» Data excerpts:

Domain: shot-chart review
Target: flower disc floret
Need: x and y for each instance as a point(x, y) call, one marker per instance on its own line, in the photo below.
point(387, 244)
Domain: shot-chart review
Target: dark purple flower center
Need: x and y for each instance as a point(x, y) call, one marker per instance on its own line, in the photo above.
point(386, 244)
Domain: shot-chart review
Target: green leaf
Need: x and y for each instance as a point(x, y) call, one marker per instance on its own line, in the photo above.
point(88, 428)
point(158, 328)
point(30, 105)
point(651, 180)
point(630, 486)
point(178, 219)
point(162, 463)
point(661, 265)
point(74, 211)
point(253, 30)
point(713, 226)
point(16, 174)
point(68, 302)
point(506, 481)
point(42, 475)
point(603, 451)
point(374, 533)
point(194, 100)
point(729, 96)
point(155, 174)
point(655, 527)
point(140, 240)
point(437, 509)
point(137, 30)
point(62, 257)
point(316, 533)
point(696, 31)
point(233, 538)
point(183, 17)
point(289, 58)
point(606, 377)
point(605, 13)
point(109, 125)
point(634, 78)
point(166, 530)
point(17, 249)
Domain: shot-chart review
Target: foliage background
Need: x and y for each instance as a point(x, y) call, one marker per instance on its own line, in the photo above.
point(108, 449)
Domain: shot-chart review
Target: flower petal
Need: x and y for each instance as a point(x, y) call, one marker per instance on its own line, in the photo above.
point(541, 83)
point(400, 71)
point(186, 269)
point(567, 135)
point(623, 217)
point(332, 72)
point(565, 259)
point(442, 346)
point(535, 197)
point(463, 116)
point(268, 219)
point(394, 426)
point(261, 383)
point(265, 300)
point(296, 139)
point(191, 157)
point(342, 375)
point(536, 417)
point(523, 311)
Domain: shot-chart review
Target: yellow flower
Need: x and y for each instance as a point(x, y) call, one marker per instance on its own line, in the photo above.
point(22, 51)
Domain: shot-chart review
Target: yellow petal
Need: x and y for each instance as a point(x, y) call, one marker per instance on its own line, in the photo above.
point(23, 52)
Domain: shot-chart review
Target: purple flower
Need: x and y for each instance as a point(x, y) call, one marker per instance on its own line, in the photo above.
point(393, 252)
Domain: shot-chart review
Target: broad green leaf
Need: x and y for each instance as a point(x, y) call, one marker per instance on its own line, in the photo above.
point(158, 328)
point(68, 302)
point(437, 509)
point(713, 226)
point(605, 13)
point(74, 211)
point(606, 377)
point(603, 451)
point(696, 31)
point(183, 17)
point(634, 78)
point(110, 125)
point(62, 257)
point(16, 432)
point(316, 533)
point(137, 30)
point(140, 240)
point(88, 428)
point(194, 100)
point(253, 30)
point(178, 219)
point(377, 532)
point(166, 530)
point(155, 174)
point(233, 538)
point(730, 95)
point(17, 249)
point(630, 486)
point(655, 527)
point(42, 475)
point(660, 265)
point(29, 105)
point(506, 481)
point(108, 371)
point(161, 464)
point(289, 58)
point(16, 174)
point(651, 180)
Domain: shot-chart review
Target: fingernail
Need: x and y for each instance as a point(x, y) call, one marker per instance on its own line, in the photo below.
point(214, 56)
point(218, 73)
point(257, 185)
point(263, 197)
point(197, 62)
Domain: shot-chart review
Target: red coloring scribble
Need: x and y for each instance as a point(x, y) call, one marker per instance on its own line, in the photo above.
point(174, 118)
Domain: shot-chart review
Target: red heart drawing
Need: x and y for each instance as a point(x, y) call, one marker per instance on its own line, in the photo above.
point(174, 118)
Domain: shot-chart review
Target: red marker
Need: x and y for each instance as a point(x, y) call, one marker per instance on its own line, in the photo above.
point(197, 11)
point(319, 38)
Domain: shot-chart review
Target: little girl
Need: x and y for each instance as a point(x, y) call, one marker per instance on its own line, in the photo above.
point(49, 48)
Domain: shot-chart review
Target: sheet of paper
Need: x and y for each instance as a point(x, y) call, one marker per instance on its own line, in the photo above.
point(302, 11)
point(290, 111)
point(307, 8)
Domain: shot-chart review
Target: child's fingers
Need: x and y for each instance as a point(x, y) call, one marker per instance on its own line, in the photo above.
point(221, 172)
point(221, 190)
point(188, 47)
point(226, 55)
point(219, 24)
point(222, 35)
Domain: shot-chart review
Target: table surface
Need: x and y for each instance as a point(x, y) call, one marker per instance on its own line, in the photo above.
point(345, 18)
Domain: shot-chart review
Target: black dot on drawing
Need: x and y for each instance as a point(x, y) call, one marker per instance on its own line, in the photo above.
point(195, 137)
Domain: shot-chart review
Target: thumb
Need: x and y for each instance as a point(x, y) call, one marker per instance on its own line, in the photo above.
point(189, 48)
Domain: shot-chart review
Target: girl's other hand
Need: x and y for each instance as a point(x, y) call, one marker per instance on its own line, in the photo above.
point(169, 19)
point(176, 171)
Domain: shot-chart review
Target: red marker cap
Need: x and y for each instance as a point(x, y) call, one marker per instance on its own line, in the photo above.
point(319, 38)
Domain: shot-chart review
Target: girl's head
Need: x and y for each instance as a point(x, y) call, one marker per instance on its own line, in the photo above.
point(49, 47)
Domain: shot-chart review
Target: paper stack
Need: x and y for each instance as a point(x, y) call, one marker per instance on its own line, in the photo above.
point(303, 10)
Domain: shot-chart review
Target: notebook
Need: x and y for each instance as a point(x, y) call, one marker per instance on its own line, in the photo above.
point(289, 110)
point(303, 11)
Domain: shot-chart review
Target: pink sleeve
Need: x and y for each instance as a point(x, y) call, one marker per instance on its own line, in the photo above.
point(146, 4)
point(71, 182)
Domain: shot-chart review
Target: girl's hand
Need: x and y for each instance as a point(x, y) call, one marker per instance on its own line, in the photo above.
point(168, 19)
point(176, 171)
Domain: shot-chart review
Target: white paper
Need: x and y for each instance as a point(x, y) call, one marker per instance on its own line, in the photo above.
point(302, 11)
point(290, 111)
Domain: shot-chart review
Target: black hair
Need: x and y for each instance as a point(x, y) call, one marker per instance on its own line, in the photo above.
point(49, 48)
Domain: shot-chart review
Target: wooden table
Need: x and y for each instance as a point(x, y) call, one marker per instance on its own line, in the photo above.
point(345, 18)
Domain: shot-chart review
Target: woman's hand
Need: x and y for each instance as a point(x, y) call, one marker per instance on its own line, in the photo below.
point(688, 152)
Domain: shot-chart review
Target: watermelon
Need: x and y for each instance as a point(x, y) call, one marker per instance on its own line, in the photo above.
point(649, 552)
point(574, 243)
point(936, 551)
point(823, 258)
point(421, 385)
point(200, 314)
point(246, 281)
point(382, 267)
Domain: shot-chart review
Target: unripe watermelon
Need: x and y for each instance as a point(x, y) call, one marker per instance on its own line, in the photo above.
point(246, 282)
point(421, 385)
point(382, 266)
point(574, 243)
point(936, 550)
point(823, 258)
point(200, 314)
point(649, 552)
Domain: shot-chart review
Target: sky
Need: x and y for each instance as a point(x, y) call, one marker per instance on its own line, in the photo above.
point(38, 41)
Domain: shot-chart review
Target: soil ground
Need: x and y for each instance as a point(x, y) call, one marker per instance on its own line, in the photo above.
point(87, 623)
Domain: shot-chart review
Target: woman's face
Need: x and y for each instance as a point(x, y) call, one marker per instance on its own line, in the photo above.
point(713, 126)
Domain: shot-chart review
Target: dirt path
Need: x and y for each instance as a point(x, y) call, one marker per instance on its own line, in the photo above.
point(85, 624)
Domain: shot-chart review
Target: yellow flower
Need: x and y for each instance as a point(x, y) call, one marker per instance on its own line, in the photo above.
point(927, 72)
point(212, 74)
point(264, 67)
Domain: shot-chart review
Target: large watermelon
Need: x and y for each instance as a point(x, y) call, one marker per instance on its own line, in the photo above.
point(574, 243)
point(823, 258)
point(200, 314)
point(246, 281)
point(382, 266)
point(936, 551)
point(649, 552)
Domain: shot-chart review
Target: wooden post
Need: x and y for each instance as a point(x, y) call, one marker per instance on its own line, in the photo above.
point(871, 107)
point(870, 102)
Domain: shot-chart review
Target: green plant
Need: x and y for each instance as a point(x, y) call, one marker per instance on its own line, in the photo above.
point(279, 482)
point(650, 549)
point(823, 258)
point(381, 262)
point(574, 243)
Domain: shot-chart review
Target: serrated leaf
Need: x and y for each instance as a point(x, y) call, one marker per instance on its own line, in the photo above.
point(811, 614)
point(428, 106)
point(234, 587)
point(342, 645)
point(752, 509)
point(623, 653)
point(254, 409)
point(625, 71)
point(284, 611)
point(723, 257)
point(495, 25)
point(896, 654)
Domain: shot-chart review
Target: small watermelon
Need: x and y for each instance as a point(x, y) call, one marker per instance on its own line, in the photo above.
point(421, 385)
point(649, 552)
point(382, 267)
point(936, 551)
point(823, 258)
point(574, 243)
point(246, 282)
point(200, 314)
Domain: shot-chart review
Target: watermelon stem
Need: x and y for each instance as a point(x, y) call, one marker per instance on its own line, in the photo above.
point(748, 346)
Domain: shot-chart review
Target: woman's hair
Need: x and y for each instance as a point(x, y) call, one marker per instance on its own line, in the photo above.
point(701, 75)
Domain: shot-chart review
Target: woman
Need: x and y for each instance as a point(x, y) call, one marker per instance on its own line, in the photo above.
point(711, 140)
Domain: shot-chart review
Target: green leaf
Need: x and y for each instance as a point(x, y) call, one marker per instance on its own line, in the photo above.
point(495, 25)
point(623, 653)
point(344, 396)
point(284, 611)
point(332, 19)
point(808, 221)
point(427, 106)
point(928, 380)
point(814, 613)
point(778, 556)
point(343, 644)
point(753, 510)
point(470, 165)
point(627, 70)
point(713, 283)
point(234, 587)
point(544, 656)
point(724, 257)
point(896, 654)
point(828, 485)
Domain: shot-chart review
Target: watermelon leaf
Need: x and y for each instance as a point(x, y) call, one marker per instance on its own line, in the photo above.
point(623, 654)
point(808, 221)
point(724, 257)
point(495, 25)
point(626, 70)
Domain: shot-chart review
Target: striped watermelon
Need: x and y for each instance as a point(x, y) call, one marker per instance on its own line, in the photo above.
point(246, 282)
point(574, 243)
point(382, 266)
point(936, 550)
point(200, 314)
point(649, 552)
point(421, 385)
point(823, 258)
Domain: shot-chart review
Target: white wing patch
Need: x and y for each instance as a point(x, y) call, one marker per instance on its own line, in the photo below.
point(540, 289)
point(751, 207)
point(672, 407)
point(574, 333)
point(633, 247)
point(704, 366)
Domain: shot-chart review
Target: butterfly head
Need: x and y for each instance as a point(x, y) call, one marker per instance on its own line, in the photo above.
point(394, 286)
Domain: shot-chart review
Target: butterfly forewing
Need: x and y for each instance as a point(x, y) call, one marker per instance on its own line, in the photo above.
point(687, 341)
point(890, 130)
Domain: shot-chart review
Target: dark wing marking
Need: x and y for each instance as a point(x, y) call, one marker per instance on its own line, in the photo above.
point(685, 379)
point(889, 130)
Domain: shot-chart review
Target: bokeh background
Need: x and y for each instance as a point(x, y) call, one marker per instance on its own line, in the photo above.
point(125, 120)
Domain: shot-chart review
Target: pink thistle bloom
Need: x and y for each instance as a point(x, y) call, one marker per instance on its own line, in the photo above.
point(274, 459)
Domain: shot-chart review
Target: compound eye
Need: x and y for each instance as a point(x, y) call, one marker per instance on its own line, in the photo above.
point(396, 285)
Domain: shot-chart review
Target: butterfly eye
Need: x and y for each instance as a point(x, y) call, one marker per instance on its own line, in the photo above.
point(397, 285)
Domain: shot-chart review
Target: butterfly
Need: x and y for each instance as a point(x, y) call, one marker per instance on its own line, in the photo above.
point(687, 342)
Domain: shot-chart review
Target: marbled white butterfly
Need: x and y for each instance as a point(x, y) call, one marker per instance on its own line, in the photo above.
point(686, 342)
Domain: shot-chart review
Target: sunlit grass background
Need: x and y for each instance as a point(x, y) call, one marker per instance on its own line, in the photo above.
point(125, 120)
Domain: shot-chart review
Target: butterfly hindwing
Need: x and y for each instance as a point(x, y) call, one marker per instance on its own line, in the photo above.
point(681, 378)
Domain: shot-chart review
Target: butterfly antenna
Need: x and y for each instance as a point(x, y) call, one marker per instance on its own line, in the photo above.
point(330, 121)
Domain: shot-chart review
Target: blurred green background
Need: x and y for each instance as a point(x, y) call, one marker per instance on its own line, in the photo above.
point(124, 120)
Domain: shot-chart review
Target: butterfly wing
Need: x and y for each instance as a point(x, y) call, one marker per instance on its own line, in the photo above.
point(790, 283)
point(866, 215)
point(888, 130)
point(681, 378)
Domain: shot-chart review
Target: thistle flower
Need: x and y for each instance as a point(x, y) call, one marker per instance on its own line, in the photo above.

» Directive:
Please format the lines above, from the start of the entries through the line that holds "point(387, 244)", inclusive, as a numbered list, leaving out any blank lines.

» Task solution:
1. Domain: shot-chart review
2. Target: flower disc floret
3. Need: x and y for each instance as a point(x, y) call, one marker per instance on its own line, in the photo below.
4. point(387, 244)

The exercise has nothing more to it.